BRIEF DESCRIPTION OF THE DRAWINGS

[0014] The detailed description is set forth with reference to the accompanying figures. In the figures, the left-most digit(s) of a reference number identifies the figure in which the reference number first appears. The use of the same reference numbers in different figures indicates similar or identical items. [0015] Figure 1 is a block diagram illustrating one implementation of a large-scale image annotation technique. [0016] Figure 2 is a diagram illustrating how images and its accompanying annotations may be collected using a web crawler and archived in a database.

[0017] Figure 3 is a block diagram illustrating how a digital image's visual features may be reduced, the reduced features grouped into clusters, and then based on the clusters a statistical language model developed.

[0018] Figure 4 is a block diagram depicting an illustrative method of annotating a personal image.

[0019] Figure 5 is a flow diagram depicting an illustrative method of annotating a web image.

DETAILED DESCRIPTION

[0020] In a theoretically ideal situation, given a well-annotated image database of unlimited scale, image annotation is relatively straightforward. For a given query image an exact duplicate is found in the image database and that image's annotation is propagated to the query image.

[0021] However, in the "real world" image databases are generally limited in scale and contain many inaccurate descriptions. Accordingly, images in the "real world image database" are typically grouped into clusters according to the images' similarities. Then for a given query image, the most similar image cluster is selected and the "best description" associated with the image cluster is selected to annotate the query image. While these conventional imaging annotation algorithms are capable of annotating most images, there is significant room for improvement.

◆ Part of a data file:
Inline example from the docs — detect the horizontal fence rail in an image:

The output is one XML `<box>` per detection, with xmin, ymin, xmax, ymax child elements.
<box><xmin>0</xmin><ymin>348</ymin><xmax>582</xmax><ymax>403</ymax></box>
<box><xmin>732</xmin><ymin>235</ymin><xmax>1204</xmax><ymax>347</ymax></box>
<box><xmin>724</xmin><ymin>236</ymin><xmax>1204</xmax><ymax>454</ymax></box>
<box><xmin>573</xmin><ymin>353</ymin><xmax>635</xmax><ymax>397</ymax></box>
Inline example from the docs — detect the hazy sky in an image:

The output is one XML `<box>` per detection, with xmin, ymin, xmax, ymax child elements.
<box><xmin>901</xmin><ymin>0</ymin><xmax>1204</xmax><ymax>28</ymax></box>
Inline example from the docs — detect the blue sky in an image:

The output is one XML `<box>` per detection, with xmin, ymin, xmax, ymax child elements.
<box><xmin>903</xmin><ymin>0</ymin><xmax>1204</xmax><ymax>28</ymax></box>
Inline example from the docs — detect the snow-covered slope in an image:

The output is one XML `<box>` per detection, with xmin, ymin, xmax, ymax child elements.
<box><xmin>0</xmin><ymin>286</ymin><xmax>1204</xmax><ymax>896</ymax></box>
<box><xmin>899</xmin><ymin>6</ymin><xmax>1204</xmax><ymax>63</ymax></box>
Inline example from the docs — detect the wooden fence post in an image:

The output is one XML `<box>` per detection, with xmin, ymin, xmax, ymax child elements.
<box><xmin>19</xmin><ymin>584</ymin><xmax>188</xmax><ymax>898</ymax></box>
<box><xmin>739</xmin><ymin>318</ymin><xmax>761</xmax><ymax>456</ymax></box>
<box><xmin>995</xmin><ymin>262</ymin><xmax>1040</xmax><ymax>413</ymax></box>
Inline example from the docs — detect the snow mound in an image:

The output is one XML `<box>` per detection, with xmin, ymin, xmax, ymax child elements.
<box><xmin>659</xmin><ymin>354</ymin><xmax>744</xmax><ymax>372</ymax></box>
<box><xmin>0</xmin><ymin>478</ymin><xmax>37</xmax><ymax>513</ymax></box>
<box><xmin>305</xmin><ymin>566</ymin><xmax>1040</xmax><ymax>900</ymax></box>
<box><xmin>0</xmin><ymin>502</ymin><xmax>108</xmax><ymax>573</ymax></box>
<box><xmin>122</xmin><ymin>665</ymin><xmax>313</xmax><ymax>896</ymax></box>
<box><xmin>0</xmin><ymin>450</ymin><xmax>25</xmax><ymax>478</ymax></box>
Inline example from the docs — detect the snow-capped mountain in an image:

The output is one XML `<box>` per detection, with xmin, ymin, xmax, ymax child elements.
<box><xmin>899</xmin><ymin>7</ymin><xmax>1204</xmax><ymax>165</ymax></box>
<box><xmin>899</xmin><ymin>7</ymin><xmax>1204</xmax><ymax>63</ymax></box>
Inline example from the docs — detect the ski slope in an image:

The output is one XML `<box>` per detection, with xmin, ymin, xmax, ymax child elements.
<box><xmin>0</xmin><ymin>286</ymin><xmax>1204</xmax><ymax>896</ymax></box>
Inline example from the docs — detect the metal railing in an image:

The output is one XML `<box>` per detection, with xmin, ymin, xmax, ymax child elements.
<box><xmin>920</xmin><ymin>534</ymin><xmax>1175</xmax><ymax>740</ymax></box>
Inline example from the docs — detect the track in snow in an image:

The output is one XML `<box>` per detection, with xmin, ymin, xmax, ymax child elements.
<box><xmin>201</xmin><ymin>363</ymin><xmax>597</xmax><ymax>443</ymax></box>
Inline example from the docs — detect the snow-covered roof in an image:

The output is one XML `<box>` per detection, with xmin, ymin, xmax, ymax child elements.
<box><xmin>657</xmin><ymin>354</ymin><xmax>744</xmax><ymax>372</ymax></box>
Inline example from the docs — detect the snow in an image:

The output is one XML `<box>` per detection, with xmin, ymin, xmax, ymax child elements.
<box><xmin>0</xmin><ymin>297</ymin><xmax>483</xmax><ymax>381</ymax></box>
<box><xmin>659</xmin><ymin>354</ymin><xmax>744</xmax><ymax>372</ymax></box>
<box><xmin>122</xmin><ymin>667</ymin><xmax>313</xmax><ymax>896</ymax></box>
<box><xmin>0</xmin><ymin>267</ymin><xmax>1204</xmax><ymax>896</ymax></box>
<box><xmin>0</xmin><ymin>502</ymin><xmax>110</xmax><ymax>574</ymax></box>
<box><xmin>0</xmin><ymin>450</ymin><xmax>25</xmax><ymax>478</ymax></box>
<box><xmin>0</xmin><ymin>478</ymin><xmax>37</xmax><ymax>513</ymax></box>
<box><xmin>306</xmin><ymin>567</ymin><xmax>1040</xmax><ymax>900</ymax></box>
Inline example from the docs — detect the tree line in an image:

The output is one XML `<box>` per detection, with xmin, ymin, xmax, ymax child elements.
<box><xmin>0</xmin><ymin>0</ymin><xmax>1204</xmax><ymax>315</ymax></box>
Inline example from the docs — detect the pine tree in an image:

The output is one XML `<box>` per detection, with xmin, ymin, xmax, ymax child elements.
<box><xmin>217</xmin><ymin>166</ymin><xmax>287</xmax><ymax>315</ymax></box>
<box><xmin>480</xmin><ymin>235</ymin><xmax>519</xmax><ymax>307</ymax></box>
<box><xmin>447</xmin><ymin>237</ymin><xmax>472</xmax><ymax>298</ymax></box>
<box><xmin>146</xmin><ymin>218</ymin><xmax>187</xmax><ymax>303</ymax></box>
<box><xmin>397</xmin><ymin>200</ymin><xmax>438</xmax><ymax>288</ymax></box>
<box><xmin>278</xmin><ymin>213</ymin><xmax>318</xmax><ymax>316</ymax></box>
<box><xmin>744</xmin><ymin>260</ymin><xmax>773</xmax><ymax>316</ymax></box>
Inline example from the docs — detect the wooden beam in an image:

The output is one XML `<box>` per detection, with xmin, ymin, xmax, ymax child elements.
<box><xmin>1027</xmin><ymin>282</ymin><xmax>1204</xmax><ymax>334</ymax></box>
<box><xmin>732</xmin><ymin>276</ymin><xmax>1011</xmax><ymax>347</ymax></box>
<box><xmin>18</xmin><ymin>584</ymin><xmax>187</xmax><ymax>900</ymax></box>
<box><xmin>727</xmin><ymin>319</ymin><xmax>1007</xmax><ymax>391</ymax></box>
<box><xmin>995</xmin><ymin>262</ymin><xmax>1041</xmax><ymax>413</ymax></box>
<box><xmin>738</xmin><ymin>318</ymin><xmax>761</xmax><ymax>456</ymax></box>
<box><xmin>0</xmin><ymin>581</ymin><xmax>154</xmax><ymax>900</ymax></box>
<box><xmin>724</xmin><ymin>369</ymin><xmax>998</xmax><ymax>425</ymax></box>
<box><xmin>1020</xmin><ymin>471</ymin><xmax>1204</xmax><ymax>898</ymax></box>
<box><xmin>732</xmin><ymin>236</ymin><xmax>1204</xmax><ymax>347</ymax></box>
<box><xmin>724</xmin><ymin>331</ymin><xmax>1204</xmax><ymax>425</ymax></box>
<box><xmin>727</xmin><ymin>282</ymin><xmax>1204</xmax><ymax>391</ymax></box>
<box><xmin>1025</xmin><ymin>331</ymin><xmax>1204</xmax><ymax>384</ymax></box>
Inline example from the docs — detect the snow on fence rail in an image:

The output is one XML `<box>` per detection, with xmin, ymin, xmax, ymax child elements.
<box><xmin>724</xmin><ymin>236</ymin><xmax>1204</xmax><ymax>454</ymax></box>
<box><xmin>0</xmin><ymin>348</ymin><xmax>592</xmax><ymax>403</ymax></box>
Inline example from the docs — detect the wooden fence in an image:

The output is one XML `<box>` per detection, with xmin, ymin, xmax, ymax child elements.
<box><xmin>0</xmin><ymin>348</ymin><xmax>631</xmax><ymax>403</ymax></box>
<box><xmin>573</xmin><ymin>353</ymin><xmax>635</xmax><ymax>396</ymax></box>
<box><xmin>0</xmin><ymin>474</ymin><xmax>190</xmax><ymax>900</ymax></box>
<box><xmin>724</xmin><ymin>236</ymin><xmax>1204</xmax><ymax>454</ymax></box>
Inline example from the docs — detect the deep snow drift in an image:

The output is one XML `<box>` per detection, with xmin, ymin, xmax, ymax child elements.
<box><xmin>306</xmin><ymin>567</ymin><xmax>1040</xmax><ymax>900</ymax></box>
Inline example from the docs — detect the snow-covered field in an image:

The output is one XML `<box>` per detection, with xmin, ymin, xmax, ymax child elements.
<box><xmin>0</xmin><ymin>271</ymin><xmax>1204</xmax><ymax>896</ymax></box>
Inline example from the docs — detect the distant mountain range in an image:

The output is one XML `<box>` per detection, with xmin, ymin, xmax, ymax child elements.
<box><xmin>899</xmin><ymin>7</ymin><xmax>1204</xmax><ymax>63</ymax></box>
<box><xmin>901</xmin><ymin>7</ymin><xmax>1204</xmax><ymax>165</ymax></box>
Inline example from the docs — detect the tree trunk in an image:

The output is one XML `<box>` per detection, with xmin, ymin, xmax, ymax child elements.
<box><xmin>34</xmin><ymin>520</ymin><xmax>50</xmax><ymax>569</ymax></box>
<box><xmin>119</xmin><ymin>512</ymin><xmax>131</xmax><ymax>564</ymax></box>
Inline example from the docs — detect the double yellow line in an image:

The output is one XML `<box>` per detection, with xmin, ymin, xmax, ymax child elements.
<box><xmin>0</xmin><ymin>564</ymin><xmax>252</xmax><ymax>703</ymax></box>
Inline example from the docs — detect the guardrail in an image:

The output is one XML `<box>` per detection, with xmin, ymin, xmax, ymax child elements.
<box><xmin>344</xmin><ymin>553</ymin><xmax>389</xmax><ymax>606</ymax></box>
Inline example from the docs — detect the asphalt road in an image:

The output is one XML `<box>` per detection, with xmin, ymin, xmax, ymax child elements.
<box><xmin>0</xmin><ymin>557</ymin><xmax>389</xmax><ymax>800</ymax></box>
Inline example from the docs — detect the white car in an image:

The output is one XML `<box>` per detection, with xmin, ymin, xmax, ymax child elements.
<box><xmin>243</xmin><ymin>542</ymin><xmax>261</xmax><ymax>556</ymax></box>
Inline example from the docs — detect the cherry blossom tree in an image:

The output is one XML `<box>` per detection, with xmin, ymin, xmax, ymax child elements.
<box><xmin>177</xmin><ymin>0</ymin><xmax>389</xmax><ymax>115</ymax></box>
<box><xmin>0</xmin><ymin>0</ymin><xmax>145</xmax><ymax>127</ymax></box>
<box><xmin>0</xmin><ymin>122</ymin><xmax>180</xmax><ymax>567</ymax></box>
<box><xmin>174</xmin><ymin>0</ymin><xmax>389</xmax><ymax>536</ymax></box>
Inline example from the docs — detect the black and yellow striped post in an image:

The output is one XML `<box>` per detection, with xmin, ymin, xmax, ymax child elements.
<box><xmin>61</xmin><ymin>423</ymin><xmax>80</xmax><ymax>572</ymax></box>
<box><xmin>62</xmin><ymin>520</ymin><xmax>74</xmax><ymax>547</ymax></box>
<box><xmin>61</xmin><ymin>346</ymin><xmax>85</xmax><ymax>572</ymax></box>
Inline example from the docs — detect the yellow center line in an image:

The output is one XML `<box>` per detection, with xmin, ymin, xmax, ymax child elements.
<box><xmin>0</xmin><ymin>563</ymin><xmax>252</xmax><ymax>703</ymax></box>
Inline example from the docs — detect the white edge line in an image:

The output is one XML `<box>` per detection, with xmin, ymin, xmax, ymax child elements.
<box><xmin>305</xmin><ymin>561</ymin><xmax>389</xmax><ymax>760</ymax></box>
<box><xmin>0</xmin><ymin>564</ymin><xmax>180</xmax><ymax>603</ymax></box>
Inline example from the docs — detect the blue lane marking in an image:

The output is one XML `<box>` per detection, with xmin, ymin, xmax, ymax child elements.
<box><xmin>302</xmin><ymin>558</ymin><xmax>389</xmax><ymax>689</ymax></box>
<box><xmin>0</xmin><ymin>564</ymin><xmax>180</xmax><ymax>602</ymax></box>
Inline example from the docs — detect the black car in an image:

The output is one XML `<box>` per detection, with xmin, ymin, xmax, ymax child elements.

◆ Tasks to carry out:
A: Print the patent excerpt between "[0018] Figure 4" and "to the query image.", inclusive.
B: Summarize the patent excerpt in two sentences.
Work from the patent excerpt alone.

◆ Exercise answers:
A:
[0018] Figure 4 is a block diagram depicting an illustrative method of annotating a personal image.

[0019] Figure 5 is a flow diagram depicting an illustrative method of annotating a web image.

DETAILED DESCRIPTION

[0020] In a theoretically ideal situation, given a well-annotated image database of unlimited scale, image annotation is relatively straightforward. For a given query image an exact duplicate is found in the image database and that image's annotation is propagated to the query image.

B: The figures depict a large-scale image annotation technique, including collecting images and their annotations with a web crawler, reducing and clustering visual features to develop a statistical language model, and annotating personal and web images. Ideally, an exact duplicate in an unlimited, well-annotated database would supply a query image's annotation, but real databases are limited and inaccurate, so conventional methods cluster similar images and annotate a query image with the best description of the most similar cluster, leaving significant room for improvement.